◆ PAGE ◆
Former President of India, Late Dr Pranab Mukherjee spoke about the importance of education on many occasions. Dr Mukherjee once remarked,
“Education is the true alchemy that can bring India its next Golden Age; our motto is unambiguous- All for knowledge and knowledge for all”[1]
Following the scholastic spirit further, given the increased aspirations of India’s first citizen and the indisputable significance of the golden key to improving life, it is necessary to compare how the right to education is implemented in India with the right that is available internationally and determine whether the implementation of such a right is affordable to fit our budget.[2].
In this regard, the words of Alfred Marshall are befittingly reproduced herein under,
“The wisdom of expending public and private funds on education is not to be measured by its direct fruits alone. It will be profitable as a mere investment, to give the masses of the people much greater opportunities, than they can generally avail themselves of. For by this means many, who would have died unknown, are able to get the start needed for bringing out their latent abilities. The most valuable of all capital is invested in human beings.”[3]
ARTICLE 21A OF THE CONSTITUTION OF INDIA
It is informative for the researcher to assess the historical foundations and educational provisions and their evolution throughout time to gain a fair grasp of the relevance and significance of the Right to Education. As we now know, the road was not as straightforward as it might seem, with numerous legal and societal obstacles in its route. Therefore, it would be unfair to assess the current organisation in a vacuum, divorced from historical growth.

◆ SUPPLIED MATERIAL ◆
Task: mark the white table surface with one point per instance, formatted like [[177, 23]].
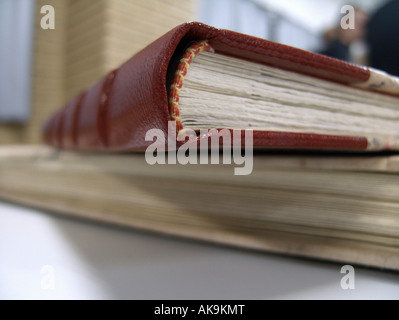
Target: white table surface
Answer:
[[46, 256]]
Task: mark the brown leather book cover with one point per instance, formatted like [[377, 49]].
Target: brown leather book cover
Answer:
[[116, 113]]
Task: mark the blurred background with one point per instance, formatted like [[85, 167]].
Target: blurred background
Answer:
[[41, 69]]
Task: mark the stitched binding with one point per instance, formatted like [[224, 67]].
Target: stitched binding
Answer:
[[181, 72]]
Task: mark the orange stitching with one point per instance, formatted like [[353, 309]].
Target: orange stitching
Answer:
[[181, 72]]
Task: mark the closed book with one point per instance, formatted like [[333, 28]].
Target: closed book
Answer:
[[201, 77]]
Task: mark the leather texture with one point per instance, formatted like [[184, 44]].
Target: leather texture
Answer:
[[116, 113]]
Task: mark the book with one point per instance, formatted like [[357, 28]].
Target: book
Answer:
[[201, 77], [340, 207]]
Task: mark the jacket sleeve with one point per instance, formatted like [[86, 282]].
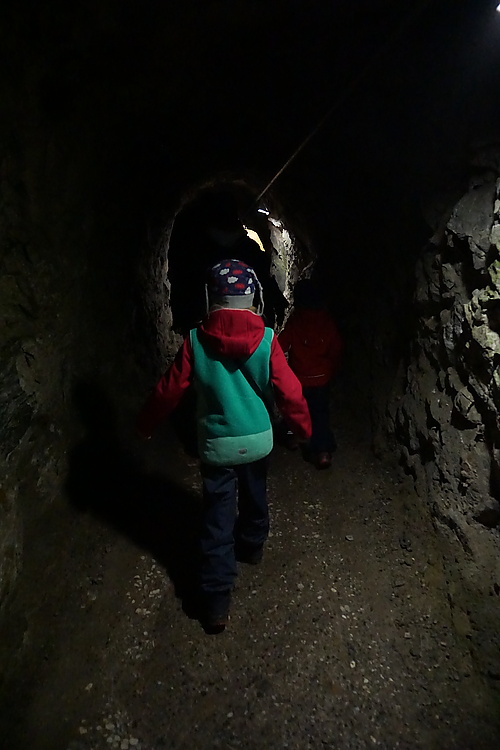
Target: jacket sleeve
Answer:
[[168, 392], [336, 347], [285, 337], [288, 393]]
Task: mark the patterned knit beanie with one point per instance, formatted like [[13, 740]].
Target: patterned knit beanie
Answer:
[[231, 283]]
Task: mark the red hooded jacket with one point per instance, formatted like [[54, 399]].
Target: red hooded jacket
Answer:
[[235, 334], [313, 344]]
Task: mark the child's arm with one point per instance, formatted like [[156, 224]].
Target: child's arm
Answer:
[[288, 393], [168, 392], [335, 348]]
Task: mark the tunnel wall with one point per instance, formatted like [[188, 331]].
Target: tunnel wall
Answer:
[[444, 412]]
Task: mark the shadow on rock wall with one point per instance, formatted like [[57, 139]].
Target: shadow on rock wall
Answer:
[[106, 479]]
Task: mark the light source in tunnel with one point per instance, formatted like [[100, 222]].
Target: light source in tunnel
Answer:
[[255, 237]]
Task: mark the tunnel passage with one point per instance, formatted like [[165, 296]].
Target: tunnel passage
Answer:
[[225, 221]]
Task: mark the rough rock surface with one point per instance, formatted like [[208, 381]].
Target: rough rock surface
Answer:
[[344, 637], [445, 412]]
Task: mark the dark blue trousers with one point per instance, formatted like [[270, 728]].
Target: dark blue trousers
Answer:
[[318, 401], [234, 510]]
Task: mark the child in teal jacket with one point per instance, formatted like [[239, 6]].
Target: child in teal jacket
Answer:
[[236, 367]]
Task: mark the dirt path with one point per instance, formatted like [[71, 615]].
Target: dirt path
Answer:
[[341, 638]]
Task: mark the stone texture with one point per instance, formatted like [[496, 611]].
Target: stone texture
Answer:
[[446, 415]]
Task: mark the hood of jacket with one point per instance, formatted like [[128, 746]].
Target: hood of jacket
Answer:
[[233, 333]]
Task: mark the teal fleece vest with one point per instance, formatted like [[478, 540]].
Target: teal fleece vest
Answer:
[[233, 422]]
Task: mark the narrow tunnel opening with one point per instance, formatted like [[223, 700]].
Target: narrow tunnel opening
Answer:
[[223, 220]]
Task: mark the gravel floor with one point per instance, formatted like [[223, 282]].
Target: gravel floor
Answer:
[[342, 638]]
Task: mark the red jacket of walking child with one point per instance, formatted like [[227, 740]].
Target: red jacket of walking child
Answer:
[[311, 338]]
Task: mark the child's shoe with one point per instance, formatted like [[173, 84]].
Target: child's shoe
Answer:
[[215, 614], [324, 460]]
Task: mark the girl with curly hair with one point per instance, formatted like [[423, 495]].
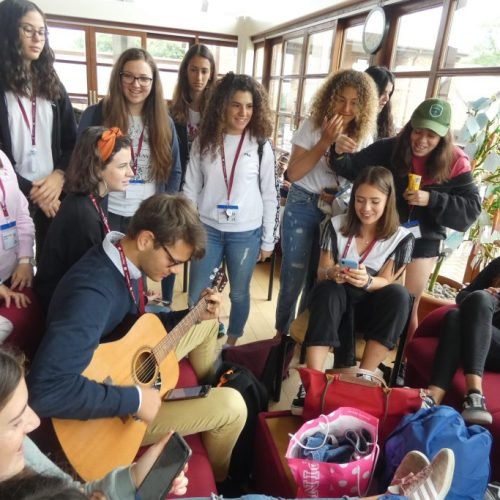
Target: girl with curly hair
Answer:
[[384, 80], [445, 195], [346, 103], [135, 104], [231, 177], [37, 125], [100, 165]]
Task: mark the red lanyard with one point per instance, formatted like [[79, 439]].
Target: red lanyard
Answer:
[[33, 118], [3, 203], [101, 213], [128, 281], [135, 156], [229, 185], [364, 255]]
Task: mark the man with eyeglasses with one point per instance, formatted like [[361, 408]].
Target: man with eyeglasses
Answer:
[[101, 293]]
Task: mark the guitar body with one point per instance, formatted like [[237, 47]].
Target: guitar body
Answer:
[[94, 447]]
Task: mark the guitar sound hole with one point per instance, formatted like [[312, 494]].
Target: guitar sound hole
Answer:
[[145, 368]]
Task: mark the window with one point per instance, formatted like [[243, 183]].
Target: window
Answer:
[[85, 54], [353, 55], [298, 66]]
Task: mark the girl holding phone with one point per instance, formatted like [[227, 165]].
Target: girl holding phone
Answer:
[[447, 196], [345, 103], [364, 299]]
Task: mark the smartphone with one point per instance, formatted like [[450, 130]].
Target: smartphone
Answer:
[[198, 391], [348, 263], [166, 468]]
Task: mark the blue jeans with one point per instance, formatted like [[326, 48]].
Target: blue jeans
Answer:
[[240, 251], [300, 252]]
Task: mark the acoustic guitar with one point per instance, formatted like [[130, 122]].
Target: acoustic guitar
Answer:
[[145, 357]]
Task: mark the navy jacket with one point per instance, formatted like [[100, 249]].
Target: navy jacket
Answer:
[[92, 116], [91, 301]]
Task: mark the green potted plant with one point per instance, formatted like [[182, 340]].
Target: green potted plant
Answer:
[[481, 135]]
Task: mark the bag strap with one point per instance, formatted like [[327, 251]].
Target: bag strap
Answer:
[[357, 373], [351, 375]]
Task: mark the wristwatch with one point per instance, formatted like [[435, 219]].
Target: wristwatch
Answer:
[[26, 260]]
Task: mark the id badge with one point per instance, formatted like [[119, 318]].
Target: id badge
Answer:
[[414, 227], [9, 235], [32, 160], [135, 189], [227, 214]]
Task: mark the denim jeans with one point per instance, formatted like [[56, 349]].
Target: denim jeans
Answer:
[[300, 252], [240, 251]]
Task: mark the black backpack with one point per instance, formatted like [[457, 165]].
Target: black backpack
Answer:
[[256, 398]]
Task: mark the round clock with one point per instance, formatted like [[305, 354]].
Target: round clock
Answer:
[[374, 30]]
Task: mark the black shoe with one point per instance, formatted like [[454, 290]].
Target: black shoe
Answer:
[[222, 330], [475, 411], [297, 407]]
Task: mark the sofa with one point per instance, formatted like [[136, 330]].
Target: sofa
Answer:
[[26, 336], [419, 359]]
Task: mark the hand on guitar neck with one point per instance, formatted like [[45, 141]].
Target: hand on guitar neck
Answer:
[[213, 299]]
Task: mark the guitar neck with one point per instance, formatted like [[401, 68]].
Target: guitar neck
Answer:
[[170, 340]]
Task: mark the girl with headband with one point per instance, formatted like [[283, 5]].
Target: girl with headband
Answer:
[[100, 164]]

◆ WHAT TO WORK ON ◆
1. In the right-to-education text, what does the quoted passage from Alfred Marshall call the most valuable of all capital?
2. Repeat the part of the right-to-education text starting with "Former President of" and going on through "fit our budget.[2].".
3. According to the right-to-education text, why should the current arrangement not be assessed apart from its history?

◆ RESPONSES TO THE TASKS ◆
1. The capital invested in human beings.

2.
Former President of India, Late Dr Pranab Mukherjee spoke about the importance of education on many occasions. Dr Mukherjee once remarked,
“Education is the true alchemy that can bring India its next Golden Age; our motto is unambiguous- All for knowledge and knowledge for all”[1]
Following the scholastic spirit further, given the increased aspirations of India’s first citizen and the indisputable significance of the golden key to improving life, it is necessary to compare how the right to education is implemented in India with the right that is available internationally and determine whether the implementation of such a right is affordable to fit our budget.[2].

3. The road to the Right to Education was not straightforward and faced numerous legal and societal obstacles. It would therefore be unfair to assess the current organisation in a vacuum, divorced from its historical growth.